START SOURCE DOCUMENT

# New NY snowboarder. Few questions....



## Soul06 (Dec 18, 2010)

....about the locations around here.
I've been snowboarding twice in life. First time I spent more time wobbling and falling. Second time I was comfortable enough to tackle intermediate trails (still needing work on my ability) with decent success. Considering I was using pretty worn in rental equipment each time I'm guessing that was progression.

But anyhow...I have only ever been too Shawnee (in Pa) and to some crappy spot further upstate NY (near Woodbury Commons). I'm looking to visit a lot of places but 4 I plan to visit soon are Camelback, Hunter, Mt Snow and Windham. Reason I picked those 4 are because of a Blades shop in the city that does daily bus trips.

Has anyone from NY every taken any of those trips?
How are they?

How are the 4 locations I listed?


----------



## gregc4 (Dec 13, 2010)

I went to Windham last year and really liked it. It was a decent mountain and a good vibe. They had a big jump set up right at the base with a huge air bag that you landed on so anyone could do it. I was still to chicken but it looked cool.


----------



## Soul06 (Dec 18, 2010)

LOL. Cool. I think of those 4 the one I want to visit most though is Camelback. Also trying to get some of my cousins to come along with me and visit a nice East Coast resort. Right now Seven Springs seems like the move....if I can get them together to go


----------



## NYCboarder12 (Dec 24, 2010)

I'm new to the site too but have been boarding off and on for many years. I recently discovered blades myself... Maybe we will run into each other on a bus one of these days.


----------



## Soul06 (Dec 18, 2010)

Definitely. I plan to take as many of their (or Emilios Ski Shop's out in Queens) trips as I can.


----------

END SOURCE DOCUMENT
START SUPPLIED MATERIAL

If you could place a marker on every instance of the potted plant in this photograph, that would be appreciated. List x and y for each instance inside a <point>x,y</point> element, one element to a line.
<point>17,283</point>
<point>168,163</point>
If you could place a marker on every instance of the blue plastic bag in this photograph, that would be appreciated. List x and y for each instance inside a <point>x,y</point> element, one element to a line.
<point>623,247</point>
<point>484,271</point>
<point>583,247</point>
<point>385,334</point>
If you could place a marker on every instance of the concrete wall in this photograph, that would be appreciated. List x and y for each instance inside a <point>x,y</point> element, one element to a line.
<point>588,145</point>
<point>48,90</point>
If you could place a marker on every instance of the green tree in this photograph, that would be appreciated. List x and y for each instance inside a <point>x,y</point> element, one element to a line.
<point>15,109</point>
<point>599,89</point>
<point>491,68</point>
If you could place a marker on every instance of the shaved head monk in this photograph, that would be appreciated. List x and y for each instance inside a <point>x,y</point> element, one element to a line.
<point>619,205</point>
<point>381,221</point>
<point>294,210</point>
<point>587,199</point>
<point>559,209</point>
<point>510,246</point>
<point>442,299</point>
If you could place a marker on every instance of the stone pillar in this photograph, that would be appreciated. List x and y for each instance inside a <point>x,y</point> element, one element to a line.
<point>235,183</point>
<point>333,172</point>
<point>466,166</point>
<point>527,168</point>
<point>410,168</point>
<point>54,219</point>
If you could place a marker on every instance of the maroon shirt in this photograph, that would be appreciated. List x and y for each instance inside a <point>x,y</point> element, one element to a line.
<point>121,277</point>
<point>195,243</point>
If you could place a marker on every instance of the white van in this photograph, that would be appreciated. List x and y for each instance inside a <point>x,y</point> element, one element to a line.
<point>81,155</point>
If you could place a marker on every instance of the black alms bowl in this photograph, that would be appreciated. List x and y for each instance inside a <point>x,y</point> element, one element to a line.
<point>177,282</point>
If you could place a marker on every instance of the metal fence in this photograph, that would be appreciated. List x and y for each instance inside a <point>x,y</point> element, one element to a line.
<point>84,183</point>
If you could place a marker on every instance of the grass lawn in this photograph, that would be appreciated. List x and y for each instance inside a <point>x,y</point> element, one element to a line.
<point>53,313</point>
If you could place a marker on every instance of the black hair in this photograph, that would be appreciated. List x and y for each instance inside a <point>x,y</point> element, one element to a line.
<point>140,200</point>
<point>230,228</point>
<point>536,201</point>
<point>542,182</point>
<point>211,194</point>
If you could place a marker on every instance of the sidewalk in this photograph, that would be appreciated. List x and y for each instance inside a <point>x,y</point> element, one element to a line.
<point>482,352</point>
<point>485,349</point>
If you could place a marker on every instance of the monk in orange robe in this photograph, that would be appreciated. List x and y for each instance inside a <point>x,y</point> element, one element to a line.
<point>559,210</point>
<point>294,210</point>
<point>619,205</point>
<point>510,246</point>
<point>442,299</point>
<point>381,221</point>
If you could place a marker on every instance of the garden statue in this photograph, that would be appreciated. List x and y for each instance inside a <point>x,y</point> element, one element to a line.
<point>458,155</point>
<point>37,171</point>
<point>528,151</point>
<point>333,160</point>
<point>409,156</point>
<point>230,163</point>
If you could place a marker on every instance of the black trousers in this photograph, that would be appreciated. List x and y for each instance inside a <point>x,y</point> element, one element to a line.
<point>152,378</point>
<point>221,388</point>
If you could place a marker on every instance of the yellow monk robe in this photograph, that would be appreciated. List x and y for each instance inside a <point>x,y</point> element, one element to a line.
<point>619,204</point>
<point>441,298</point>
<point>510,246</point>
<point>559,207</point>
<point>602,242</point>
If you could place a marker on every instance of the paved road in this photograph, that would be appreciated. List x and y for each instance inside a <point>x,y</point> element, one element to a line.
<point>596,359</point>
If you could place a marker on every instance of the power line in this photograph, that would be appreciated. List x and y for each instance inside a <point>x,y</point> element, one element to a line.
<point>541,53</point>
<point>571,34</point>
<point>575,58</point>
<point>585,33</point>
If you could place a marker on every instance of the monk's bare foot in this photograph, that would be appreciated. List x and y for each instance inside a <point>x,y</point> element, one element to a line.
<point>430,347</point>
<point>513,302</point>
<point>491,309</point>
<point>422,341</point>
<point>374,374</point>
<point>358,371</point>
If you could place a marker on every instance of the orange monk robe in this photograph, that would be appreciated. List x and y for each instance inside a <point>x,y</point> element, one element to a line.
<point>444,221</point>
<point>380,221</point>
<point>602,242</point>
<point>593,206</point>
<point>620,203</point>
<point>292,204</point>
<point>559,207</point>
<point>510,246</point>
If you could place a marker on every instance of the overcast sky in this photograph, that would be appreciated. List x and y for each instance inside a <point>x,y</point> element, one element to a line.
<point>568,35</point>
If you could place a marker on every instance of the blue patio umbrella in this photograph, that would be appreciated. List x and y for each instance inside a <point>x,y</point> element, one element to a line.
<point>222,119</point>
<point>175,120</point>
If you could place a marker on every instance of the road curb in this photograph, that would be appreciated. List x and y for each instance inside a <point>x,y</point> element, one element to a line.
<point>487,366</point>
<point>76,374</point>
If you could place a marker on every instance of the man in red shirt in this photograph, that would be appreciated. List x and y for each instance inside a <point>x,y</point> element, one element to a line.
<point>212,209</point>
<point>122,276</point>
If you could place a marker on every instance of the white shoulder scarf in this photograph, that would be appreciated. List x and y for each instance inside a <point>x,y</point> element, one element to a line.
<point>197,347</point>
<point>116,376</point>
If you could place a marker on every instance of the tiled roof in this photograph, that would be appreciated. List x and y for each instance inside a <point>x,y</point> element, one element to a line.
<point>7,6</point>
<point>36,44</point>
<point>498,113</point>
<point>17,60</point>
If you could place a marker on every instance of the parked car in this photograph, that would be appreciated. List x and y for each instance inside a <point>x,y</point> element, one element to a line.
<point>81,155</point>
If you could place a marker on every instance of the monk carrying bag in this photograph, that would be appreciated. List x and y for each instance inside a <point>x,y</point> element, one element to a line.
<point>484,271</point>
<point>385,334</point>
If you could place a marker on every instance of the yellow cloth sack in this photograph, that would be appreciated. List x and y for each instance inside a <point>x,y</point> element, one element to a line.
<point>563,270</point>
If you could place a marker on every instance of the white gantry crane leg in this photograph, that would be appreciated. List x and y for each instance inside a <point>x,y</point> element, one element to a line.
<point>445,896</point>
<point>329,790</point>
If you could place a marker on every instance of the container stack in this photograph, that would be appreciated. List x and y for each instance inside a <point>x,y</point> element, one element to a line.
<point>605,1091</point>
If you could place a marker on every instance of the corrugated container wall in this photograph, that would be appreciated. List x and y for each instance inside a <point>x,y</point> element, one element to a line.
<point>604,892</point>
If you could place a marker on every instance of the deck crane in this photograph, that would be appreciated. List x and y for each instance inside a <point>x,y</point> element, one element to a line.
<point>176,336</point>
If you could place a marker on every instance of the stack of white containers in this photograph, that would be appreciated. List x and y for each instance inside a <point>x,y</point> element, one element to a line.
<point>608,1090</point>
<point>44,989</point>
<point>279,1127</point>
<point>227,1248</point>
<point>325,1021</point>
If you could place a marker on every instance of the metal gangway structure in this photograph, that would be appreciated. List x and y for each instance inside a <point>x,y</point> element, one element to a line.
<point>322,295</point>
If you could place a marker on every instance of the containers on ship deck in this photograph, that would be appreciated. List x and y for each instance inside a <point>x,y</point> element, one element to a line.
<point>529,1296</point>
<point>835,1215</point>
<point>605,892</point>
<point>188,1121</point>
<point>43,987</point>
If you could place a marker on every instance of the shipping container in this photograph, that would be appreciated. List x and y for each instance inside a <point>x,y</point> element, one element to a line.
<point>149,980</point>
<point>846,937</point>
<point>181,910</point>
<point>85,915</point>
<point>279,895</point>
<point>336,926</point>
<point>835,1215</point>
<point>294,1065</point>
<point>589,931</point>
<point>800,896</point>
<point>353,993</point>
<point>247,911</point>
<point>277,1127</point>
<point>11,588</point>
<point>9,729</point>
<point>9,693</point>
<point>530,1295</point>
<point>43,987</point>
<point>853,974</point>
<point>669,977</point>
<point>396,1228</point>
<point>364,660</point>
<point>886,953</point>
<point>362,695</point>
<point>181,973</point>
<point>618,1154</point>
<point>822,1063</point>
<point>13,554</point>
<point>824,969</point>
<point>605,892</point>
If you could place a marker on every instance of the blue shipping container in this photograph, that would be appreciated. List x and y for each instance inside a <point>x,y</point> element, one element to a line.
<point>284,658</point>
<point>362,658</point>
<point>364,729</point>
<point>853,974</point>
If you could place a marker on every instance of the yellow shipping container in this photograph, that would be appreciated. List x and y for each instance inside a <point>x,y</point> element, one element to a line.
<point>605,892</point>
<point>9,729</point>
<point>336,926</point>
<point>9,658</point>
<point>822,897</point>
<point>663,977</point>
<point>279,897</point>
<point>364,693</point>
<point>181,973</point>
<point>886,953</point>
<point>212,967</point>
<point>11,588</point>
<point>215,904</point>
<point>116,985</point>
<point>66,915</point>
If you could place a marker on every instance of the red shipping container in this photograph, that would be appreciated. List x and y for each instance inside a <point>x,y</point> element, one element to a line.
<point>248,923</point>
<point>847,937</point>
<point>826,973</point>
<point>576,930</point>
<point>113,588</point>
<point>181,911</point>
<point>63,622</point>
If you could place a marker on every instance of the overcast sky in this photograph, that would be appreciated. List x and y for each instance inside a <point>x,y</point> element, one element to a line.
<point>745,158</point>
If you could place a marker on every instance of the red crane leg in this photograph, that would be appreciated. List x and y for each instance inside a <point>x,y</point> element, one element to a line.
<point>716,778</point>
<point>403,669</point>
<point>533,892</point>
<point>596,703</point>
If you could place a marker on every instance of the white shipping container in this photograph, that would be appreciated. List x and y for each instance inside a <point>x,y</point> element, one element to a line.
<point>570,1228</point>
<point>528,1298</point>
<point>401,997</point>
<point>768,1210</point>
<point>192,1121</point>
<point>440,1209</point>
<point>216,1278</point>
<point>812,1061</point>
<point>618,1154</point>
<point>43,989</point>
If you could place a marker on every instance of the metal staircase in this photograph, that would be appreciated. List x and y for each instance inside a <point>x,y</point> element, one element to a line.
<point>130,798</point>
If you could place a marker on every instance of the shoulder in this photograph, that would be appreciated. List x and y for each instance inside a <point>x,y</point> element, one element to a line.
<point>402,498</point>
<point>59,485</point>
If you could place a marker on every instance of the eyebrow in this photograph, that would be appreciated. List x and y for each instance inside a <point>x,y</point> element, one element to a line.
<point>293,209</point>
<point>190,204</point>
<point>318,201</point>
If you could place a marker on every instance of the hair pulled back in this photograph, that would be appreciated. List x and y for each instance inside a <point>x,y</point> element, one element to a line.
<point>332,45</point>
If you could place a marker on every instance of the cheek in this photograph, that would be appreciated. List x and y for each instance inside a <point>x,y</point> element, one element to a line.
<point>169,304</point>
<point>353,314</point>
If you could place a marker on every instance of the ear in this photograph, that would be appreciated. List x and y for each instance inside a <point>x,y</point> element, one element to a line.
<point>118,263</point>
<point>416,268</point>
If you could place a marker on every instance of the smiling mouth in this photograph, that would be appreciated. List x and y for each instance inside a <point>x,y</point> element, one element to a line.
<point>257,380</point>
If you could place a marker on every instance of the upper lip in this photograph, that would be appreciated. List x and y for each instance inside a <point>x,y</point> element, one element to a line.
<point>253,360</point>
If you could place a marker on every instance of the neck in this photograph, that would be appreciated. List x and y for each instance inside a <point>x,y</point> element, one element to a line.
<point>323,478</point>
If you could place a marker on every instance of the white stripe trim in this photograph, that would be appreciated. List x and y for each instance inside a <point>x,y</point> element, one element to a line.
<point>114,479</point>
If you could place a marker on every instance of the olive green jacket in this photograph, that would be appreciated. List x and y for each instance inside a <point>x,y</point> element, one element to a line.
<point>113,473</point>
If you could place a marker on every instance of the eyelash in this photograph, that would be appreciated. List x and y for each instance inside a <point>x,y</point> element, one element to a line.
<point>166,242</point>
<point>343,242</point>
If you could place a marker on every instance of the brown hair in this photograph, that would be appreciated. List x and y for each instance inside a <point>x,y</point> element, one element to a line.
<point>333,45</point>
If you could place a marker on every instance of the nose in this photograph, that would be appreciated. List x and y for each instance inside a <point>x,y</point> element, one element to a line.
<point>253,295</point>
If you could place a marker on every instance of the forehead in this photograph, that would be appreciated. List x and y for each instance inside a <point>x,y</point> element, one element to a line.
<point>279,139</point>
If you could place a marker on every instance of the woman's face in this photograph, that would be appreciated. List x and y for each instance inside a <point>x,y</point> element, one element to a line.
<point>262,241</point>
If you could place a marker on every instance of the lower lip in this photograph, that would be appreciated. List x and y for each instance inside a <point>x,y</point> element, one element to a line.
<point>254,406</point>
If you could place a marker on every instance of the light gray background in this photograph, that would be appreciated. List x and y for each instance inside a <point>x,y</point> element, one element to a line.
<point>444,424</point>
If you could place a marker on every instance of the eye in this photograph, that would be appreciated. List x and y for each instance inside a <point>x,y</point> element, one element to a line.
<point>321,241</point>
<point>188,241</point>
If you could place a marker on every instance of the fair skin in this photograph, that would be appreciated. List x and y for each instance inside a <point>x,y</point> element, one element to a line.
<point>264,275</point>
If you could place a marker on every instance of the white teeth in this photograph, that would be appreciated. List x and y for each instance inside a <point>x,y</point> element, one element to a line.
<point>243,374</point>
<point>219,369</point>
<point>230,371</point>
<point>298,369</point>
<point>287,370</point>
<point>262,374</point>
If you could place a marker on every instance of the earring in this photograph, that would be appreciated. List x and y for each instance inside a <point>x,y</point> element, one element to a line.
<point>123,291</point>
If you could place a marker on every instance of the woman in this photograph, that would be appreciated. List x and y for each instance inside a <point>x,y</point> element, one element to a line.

END SUPPLIED MATERIAL

▶ SHORT TASK 1:
Answer these questions from the snowboarding thread:
(a) Which four locations does Soul06 plan to visit soon?
(b) According to gregc4, what was set up at the base at Windham?
(c) What shop in Queens does Soul06 name as another source of trips?
▶ SHORT TASK 2: Translate this sentence from the snowboarding thread into French: "They had a big jump set up right at the base with a huge air bag that you landed on so anyone could do it."

▶ WRITTEN ANSWER 1:
(a) Camelback, Hunter, Mt Snow, and Windham.
(b) A big jump with a huge air bag to land on, so anyone could do it.
(c) Emilios Ski Shop.

▶ WRITTEN ANSWER 2: Ils avaient installé un grand tremplin juste au pied de la montagne, avec un énorme coussin gonflable sur lequel on atterrissait, si bien que tout le monde pouvait le faire.